READING TEXT >>
# # # # #
Buddhism teachings say that you need to let go of expectations to find peace in life.
How is this possible? Without expectations don’t we just stagnate? Wouldn’t we fail to understand what is needed from us?
I have been struggling with expectations over the last week. Expectations I have of myself. Expectations I have of those around me. Expectations that others may have of me.
I have unhealthy expectations of myself and these expectations often find themselves being placed on those around me. I expect me to do more writing than the time I have allows. Is this an excuse? Maybe. But again, maybe not. I know I need to write regularly if I hope to see it become something more, but I need to understand that writing daily and putting something out there is a great start, and of course, every journey begins with a single step.
I take my small successes and turn them into expectations of those around me. How I expect that everyone has time to support the things I am doing and the disappointment I may feel when they, in fact, do not actually have the spare time any more than I do.
Then I get to the expectations that I believe others have of me. That is the key statement here, the ones “I believe others have of me”. I am not actually aware of these expectations, no one has told me that they really expect me to do certain things at certain times. This is in reality tied to the expectations I have of myself. I believe I need to do more beyond the expectations of my own writing, but instead of acknowledging this I play it out in my head as arbitrary expectations that are being placed on me. This is my way of coping.
# # # # #
ENTRIES SUPPLIED >>
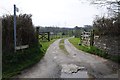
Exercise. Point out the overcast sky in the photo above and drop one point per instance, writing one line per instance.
(63, 13)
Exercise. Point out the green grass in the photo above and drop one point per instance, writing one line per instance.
(14, 63)
(93, 50)
(62, 46)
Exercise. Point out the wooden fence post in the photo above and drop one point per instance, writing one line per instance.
(1, 48)
(92, 38)
(37, 33)
(48, 36)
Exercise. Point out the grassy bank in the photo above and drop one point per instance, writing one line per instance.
(62, 46)
(14, 63)
(46, 44)
(93, 50)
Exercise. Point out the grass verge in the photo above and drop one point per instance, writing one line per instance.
(94, 50)
(62, 46)
(14, 63)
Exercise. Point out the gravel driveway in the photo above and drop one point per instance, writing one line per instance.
(77, 64)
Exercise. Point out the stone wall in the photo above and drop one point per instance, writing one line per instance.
(109, 44)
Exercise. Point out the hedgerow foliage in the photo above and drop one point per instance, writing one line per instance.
(25, 31)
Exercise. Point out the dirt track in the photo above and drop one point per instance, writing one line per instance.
(77, 64)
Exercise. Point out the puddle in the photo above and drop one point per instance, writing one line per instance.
(73, 71)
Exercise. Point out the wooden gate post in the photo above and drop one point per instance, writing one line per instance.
(48, 36)
(1, 48)
(92, 38)
(37, 33)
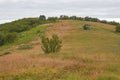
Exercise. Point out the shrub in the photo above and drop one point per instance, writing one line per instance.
(5, 53)
(52, 45)
(118, 28)
(10, 37)
(2, 39)
(86, 27)
(25, 47)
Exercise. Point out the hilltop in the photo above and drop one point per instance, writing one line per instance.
(85, 55)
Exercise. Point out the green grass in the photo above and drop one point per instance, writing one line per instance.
(28, 36)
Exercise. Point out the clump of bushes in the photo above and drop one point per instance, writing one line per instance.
(86, 27)
(51, 45)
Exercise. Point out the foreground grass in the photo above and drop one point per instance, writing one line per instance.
(27, 36)
(85, 55)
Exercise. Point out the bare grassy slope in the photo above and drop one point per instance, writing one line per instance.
(85, 55)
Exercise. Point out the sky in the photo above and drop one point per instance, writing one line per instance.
(16, 9)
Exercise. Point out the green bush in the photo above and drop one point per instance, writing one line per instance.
(10, 37)
(52, 45)
(2, 38)
(118, 28)
(86, 27)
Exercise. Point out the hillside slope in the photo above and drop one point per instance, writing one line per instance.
(85, 55)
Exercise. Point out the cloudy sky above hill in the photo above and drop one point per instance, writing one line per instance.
(15, 9)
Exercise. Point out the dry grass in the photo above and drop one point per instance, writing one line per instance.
(85, 55)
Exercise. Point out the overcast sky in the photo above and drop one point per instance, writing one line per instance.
(15, 9)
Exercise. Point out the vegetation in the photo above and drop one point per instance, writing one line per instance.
(5, 53)
(118, 28)
(86, 27)
(52, 45)
(85, 55)
(24, 47)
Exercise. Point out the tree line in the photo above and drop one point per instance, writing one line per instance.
(10, 31)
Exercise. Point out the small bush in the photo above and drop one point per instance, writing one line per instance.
(52, 45)
(86, 27)
(25, 47)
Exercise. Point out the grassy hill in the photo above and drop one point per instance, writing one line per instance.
(85, 55)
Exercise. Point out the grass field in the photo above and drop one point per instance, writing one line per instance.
(85, 55)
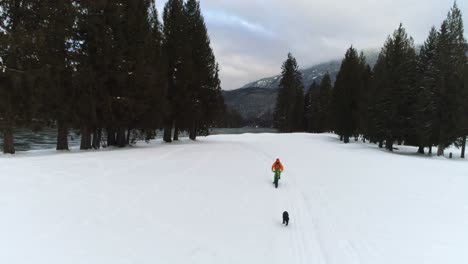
# # # # #
WHAT YOU WILL DO >>
A: Transcribe the passage of the essay on expectations between "I have been" and "may have of me.", inclusive.
B: Extend the essay on expectations with new text that follows on from its final sentence.

OUTPUTS >>
A:
I have been struggling with expectations over the last week. Expectations I have of myself. Expectations I have of those around me. Expectations that others may have of me.

B:
How do you cope with expectations? Do you find yourself stressed when others are not meeting the expectations you have placed on them? Do you openly tell them you expect these things? How do you think they would feel if you did?
I feel like part of letting go of expectations, or at least not letting them run the show, is to understand where they come from. I know that my expectations come from how scary everything I am trying to accomplish is. The stress of wanting to do a good job and knowing I need support to keep from letting myself back down. As a result, those expectations have gained a life of their own and they lead to a lot of negativity.
This one is super important! I have to remind myself that my support network can’t read minds. If I don’t reach out to them and let them know I need support it is unfair of me to feel like they are not there in the way I expect them to be. Let go of the certainty that they aren’t there and reach out – let them know you are worried or stressed and maybe feeling particularly sensitive and a little extra support would be incredibly helpful for a little while. This does a couple of things; one, it lets them know where you are and what help you need and two, it lets them know if they ever need extra support they can reach out as well and you will understand.
We all feel stress, and fear of the unknown. Trying something new, especially if it is important to you, is scary. Terrifying in a way. Don’t let your expectations run things, instead remind yourself that you have got this!
And remember, reach out.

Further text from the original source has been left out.